Reproduce the listing below, swapping "named fields" for "labeled fields" everywhere it occurs and leaving everything else unchanged.

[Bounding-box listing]

______________________________

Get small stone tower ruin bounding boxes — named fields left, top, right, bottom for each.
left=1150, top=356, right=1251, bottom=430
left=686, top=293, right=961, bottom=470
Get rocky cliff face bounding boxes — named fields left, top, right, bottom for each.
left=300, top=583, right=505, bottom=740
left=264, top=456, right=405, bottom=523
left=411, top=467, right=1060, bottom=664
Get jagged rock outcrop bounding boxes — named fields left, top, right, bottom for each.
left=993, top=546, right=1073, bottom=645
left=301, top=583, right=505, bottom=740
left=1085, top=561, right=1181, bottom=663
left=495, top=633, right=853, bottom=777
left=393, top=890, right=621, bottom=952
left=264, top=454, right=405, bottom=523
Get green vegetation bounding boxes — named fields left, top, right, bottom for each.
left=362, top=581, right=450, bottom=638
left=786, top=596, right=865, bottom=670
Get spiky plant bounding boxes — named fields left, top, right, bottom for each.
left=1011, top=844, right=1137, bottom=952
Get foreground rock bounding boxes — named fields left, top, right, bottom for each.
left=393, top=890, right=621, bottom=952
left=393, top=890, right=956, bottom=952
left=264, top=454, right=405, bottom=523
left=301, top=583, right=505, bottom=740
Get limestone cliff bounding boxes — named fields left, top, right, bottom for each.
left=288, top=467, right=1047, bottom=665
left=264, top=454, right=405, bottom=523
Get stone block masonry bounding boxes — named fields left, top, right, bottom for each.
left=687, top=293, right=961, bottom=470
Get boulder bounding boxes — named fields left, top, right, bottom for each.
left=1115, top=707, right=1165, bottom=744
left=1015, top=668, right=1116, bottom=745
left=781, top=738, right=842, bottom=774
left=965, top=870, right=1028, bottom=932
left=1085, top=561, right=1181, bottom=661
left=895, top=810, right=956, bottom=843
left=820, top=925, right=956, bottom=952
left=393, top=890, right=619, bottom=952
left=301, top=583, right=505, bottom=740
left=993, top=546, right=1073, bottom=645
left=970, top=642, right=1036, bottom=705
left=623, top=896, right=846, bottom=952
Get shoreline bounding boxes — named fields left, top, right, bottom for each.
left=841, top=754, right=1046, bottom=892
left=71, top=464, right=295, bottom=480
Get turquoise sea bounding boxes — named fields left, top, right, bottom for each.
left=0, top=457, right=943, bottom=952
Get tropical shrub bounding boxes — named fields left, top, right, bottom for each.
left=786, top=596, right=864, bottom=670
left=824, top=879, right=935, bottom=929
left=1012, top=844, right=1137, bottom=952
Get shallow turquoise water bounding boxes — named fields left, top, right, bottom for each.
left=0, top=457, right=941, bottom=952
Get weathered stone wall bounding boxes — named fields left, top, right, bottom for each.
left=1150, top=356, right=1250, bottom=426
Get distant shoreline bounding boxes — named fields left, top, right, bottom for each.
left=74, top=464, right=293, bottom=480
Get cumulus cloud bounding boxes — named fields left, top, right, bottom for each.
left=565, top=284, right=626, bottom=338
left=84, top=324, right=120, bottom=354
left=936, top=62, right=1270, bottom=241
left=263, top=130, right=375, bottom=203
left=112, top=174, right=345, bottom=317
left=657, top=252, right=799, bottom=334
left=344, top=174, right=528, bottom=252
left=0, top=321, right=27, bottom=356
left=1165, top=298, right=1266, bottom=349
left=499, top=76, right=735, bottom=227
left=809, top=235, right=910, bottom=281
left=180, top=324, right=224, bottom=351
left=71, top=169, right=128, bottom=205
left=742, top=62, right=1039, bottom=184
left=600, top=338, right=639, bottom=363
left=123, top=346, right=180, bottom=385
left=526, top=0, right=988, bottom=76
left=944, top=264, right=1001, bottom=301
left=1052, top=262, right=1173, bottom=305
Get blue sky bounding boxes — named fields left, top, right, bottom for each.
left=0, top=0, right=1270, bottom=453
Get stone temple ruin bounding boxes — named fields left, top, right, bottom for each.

______________________________

Solved exercise:
Get small stone tower ruin bounding boxes — labeled fields left, top, right, bottom for each.
left=1150, top=356, right=1251, bottom=430
left=686, top=293, right=961, bottom=470
Get rocky cliff face bounding boxes — labeled fields left, top, right, bottom for each.
left=300, top=583, right=505, bottom=740
left=264, top=456, right=405, bottom=523
left=411, top=467, right=1060, bottom=664
Get jagged rock outcrop bounding boxes — labeled fields left, top, right, bottom for each.
left=993, top=546, right=1073, bottom=645
left=301, top=583, right=505, bottom=740
left=1085, top=561, right=1181, bottom=663
left=495, top=633, right=853, bottom=777
left=393, top=890, right=621, bottom=952
left=264, top=454, right=405, bottom=523
Get green vegetation bounding boxes — labeled fields left, top, right, bottom for each.
left=362, top=581, right=450, bottom=638
left=786, top=596, right=865, bottom=670
Get spiky plant bounding boxes — labeled fields left, top, right, bottom for each.
left=1011, top=844, right=1137, bottom=952
Get foreground rock bounding boxes — labeled fields left, top, right, bottom for each.
left=393, top=890, right=621, bottom=952
left=393, top=890, right=956, bottom=952
left=264, top=454, right=405, bottom=523
left=301, top=583, right=505, bottom=740
Get limestone cliff bounding boxes — labeled fields left, top, right, bottom for each.
left=288, top=467, right=1047, bottom=665
left=264, top=454, right=405, bottom=523
Get stone block masonry bounding boxes — labeled fields left, top, right, bottom for each.
left=687, top=293, right=961, bottom=470
Get boulder bounding boxes — labeled fields left, top, right, bottom for each.
left=1115, top=707, right=1165, bottom=744
left=1015, top=668, right=1116, bottom=745
left=781, top=738, right=842, bottom=774
left=965, top=870, right=1028, bottom=932
left=1085, top=561, right=1181, bottom=661
left=895, top=810, right=956, bottom=843
left=820, top=925, right=956, bottom=952
left=393, top=890, right=619, bottom=952
left=301, top=583, right=505, bottom=740
left=993, top=546, right=1073, bottom=645
left=970, top=642, right=1036, bottom=705
left=623, top=896, right=846, bottom=952
Get shoreline bounding boxes — labeled fields left, top, right, bottom for each.
left=841, top=754, right=1046, bottom=892
left=71, top=464, right=295, bottom=480
Get turquoise sea bounding boxes — labeled fields left, top, right, bottom for each.
left=0, top=457, right=943, bottom=952
Get tropical shrub bounding boxes — labeled fields left, top, right, bottom for each.
left=786, top=596, right=864, bottom=670
left=824, top=879, right=935, bottom=929
left=1012, top=844, right=1137, bottom=952
Get shallow turquoise water bounding boxes — labeled fields left, top, right, bottom for each.
left=0, top=457, right=941, bottom=952
Get weathered stone wall bounding boxes — labeled fields left, top, right, bottom for each.
left=1150, top=356, right=1250, bottom=426
Get distant shoreline bounding boxes — labeled fields left, top, right, bottom for each.
left=74, top=464, right=293, bottom=480
Get cumulus cloud bounding boxes — labeled fields left, top, right, bottom for each.
left=565, top=284, right=626, bottom=338
left=84, top=324, right=120, bottom=354
left=936, top=62, right=1270, bottom=241
left=263, top=130, right=375, bottom=203
left=112, top=174, right=345, bottom=317
left=657, top=252, right=799, bottom=334
left=344, top=174, right=528, bottom=252
left=0, top=321, right=27, bottom=356
left=1165, top=298, right=1266, bottom=349
left=499, top=76, right=735, bottom=227
left=809, top=235, right=910, bottom=281
left=180, top=324, right=224, bottom=351
left=71, top=169, right=128, bottom=205
left=742, top=62, right=1039, bottom=184
left=600, top=338, right=639, bottom=363
left=123, top=346, right=180, bottom=385
left=526, top=0, right=988, bottom=76
left=944, top=264, right=1001, bottom=301
left=1052, top=262, right=1173, bottom=305
Get blue sky bounding boxes — labeled fields left, top, right, bottom for each.
left=0, top=0, right=1270, bottom=453
Get stone temple ruin bounding boxes — labeled fields left, top, right, bottom for each.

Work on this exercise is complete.